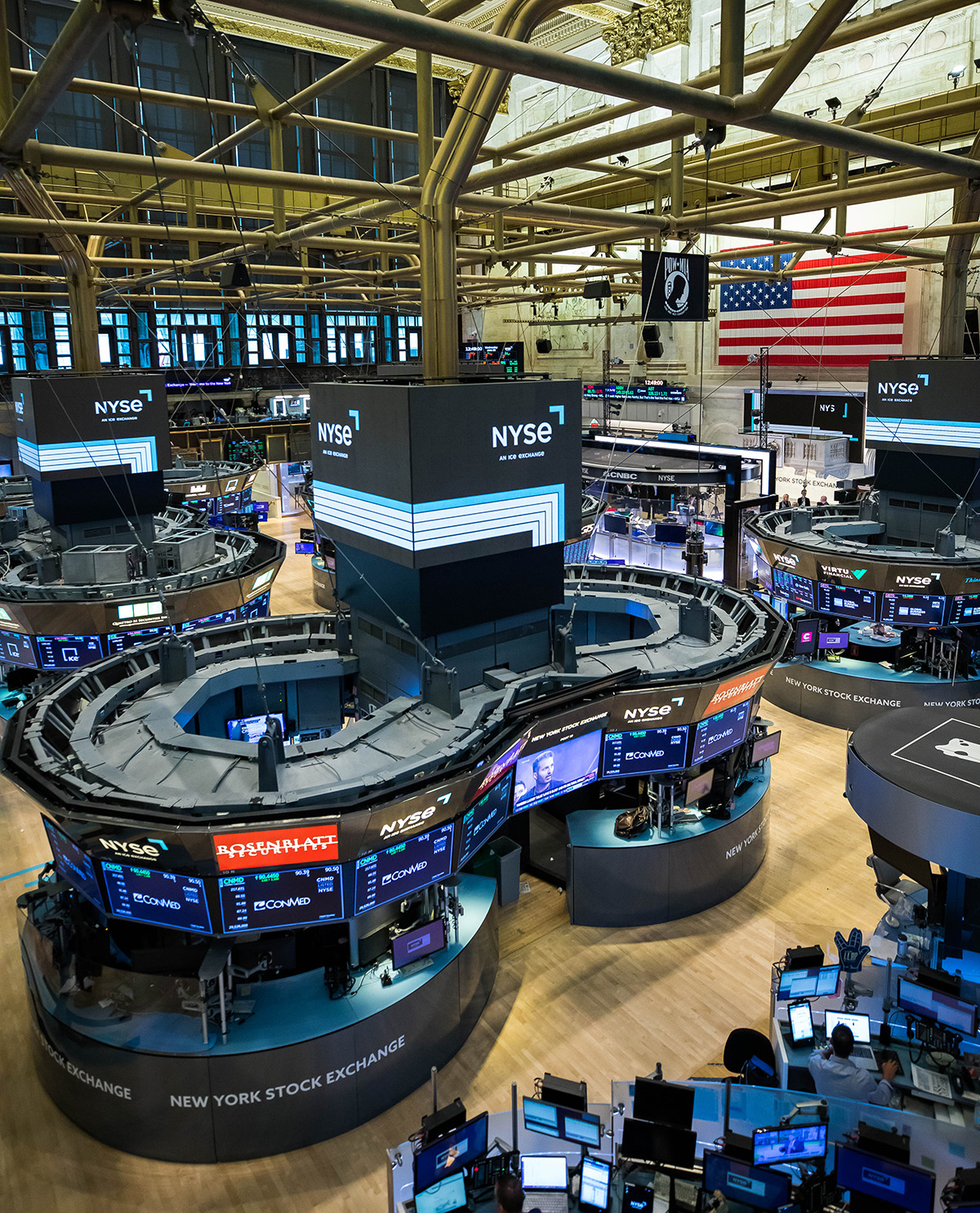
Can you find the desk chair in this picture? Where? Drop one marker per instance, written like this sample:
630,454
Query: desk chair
750,1055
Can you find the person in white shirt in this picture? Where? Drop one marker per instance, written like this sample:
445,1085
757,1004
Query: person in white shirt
836,1075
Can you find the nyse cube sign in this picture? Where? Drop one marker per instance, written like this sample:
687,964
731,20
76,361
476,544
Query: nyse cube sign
80,427
429,475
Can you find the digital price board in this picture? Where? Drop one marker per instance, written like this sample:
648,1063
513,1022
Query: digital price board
484,818
296,897
644,752
403,869
164,899
720,733
68,652
927,610
72,864
845,600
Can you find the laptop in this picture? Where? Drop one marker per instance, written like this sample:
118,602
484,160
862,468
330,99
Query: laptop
860,1027
545,1180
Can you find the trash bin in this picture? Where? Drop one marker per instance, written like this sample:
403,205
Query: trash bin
507,870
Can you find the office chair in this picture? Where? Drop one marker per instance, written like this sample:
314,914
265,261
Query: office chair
750,1055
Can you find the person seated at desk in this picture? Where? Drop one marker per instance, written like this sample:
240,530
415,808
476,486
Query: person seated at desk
836,1075
510,1195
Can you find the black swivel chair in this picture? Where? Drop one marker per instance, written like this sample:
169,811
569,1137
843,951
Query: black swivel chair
750,1055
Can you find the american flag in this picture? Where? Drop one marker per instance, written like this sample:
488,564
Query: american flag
842,318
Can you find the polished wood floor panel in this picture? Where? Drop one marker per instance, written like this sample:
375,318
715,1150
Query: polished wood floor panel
580,1002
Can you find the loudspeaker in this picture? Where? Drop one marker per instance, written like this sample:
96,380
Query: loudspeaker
234,275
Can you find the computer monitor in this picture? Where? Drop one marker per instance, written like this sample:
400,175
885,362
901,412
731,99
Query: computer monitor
808,983
447,1196
745,1184
648,1143
452,1153
800,1024
667,1103
859,1025
797,1143
765,747
887,1183
593,1193
938,1007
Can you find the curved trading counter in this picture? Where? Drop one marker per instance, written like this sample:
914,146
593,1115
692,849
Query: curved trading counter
122,1053
659,877
845,693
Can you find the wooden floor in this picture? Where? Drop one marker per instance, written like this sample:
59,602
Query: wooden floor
580,1002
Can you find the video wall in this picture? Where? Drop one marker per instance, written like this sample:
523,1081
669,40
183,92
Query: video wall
280,878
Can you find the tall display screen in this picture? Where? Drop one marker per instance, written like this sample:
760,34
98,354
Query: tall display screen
296,897
927,610
845,600
719,733
796,588
565,767
484,818
645,752
403,869
72,864
160,898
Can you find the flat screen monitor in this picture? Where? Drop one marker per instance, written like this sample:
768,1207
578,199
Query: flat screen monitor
765,747
297,897
72,864
420,942
720,733
17,650
798,590
648,1143
68,652
809,983
922,610
859,1025
964,610
452,1153
569,765
403,869
800,1024
745,1184
252,728
804,640
845,600
670,1103
484,818
898,1184
447,1196
792,1144
645,751
164,899
699,787
593,1193
118,642
940,1008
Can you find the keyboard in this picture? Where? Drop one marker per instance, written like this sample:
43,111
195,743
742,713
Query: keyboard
549,1202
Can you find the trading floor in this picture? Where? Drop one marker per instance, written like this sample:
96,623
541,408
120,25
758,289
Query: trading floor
582,1002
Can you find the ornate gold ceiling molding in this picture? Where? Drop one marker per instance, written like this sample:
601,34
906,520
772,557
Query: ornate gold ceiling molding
633,37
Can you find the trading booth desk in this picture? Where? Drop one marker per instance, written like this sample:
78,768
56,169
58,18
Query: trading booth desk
665,875
122,1053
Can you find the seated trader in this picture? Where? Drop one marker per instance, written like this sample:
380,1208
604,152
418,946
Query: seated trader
835,1073
510,1195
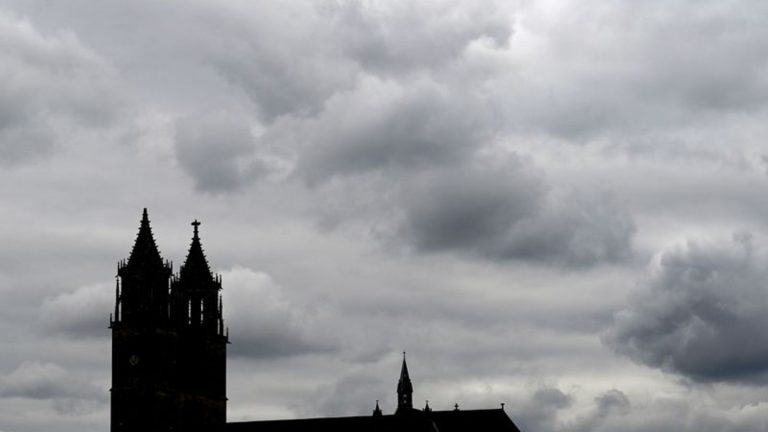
────
◆ **Given task**:
Rewrite everything from the line containing "Can you find the video" down to the end of the records, requests included, and shift every coordinate in the answer markers by -75 while leaving the requests and their sample points unchanged. Leave the pictures out of your answer.

◆ **Answer to the exercise**:
Can you find the video wall in this picture? Where? Drop one marker per instance, written like this sample:
523,1081
669,40
183,92
Query: video wall
205,803
Can you find the tall display screen in this picture? Where? Drop one marker per instance, written like this sample:
760,34
98,354
Query: tall display screen
221,822
852,535
770,525
644,658
721,513
490,692
409,743
570,677
328,794
-3,789
85,823
Can you find the flat screen monitor in this picture? Where? Drop one marker per instance, written like this sample:
768,1207
578,199
Query: flat screen monitor
690,672
222,822
-3,789
345,867
645,658
-58,575
723,515
573,1068
-7,577
734,908
847,535
784,950
889,535
377,1078
494,690
328,794
725,949
670,1109
177,653
729,565
770,525
595,1028
409,743
823,1109
372,1121
717,1069
570,676
89,824
624,712
518,1118
43,567
865,933
Can you find the keyboard in this picture? Where? Drop one marker per instance, written like this sample:
43,111
195,743
742,713
Query: keyboard
474,1127
Can you find the trading floor in this picture? Where? Drop one marker per instance, written like this sample:
96,623
541,408
120,25
758,289
Query: trading floor
507,927
Can you find the ornate gold ceiling molding in this picture? Where? Drop one marker per instance, written like this sample:
601,34
906,520
772,557
Query: ornate gold ceiling molding
558,-38
Can you find the trading booth desk in this picture? Where? Drop one marker per instance, written like this sample:
78,768
56,169
58,18
Query: trading booth desk
590,800
47,978
Can you find the seated trader in this picture? Where? Drop one marker per instance, written like this sample:
380,1208
604,152
418,946
Query: seated trader
760,998
435,1120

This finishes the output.